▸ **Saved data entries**

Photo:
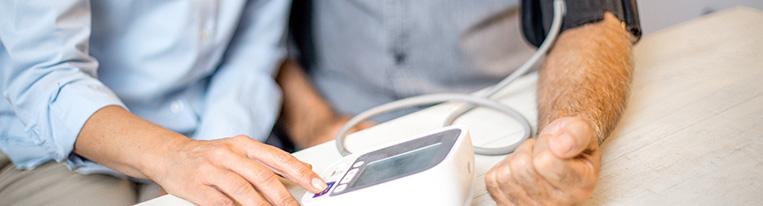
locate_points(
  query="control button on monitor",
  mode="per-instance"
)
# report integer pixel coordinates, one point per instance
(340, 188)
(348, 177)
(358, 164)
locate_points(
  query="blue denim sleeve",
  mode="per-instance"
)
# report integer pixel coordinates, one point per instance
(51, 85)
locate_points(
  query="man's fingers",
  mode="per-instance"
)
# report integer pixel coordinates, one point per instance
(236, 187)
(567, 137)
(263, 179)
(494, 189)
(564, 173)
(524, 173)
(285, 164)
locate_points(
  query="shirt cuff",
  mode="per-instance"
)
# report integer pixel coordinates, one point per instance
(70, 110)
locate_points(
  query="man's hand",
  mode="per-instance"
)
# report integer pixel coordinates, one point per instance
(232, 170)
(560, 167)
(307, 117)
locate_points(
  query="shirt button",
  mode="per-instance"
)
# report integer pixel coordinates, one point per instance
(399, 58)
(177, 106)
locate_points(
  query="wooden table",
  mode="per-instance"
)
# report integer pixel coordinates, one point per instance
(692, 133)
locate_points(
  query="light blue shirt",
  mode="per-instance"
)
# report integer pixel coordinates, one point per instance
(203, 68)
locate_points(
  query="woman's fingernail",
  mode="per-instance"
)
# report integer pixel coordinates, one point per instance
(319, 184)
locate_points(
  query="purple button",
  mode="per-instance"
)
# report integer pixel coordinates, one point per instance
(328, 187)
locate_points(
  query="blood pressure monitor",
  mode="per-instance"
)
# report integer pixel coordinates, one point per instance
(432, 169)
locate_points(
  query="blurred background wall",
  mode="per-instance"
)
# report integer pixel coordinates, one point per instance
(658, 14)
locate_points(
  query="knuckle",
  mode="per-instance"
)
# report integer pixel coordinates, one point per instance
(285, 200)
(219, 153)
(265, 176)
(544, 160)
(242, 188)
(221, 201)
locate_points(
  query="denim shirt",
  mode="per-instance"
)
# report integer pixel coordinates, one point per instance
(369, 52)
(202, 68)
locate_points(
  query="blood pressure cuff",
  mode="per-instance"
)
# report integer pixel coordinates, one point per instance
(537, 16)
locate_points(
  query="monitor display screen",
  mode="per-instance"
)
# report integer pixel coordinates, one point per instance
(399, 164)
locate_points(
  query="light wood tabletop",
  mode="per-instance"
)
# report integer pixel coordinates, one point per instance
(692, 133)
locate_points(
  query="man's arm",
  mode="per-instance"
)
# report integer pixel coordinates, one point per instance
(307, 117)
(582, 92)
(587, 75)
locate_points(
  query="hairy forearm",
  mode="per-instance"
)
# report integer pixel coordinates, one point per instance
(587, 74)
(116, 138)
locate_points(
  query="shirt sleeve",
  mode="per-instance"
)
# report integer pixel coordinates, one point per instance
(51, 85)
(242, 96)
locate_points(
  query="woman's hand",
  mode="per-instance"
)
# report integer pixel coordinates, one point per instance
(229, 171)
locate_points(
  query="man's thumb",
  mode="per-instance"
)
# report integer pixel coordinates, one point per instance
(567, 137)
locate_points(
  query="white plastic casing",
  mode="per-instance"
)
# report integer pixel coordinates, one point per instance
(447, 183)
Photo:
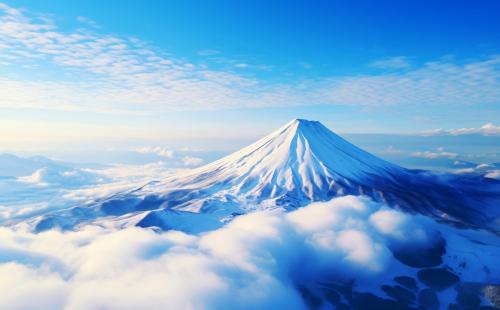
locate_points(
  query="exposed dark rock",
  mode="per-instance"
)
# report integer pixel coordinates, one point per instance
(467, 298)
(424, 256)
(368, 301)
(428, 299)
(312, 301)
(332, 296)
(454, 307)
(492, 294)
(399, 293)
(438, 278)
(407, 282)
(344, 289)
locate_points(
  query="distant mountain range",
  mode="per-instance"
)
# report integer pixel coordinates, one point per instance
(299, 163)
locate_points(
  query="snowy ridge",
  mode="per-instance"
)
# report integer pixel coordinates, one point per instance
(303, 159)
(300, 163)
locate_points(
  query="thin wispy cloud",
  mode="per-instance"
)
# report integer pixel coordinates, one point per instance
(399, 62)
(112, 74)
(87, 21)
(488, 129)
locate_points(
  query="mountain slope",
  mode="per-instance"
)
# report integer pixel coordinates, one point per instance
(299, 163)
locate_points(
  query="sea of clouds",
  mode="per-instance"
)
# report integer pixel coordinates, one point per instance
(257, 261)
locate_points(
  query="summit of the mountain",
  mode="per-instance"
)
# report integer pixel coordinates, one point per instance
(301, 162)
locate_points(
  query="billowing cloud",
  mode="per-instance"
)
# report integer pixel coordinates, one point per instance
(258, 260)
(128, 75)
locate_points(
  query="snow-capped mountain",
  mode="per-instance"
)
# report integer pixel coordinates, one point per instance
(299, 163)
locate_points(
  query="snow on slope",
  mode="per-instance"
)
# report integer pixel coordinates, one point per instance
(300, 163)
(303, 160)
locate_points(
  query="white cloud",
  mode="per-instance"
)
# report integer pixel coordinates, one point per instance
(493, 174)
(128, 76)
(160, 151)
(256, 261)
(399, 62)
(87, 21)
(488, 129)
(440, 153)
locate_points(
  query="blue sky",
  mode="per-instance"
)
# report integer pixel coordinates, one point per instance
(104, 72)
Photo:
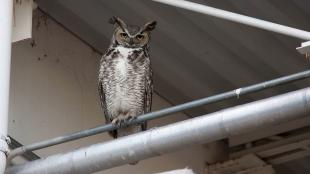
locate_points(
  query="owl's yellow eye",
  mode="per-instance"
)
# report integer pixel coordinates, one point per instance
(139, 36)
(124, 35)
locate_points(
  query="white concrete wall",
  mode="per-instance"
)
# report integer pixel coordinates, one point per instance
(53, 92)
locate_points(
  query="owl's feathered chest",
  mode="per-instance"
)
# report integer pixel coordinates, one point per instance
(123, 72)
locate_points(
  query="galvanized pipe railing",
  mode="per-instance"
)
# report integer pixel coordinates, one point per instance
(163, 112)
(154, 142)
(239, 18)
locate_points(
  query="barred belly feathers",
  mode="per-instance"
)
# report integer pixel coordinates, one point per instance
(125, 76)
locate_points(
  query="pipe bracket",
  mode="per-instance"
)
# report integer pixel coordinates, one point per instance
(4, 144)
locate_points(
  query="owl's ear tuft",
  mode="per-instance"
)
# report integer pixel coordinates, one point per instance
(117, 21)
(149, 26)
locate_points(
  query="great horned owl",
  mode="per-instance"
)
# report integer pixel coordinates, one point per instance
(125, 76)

▸ **WHAT THE TASK REQUIRES**
List every line in the saved data entries above that contains the word "woman".

▸ **TASK RESPONSE**
  query="woman's fingernail",
  query="woman's hand",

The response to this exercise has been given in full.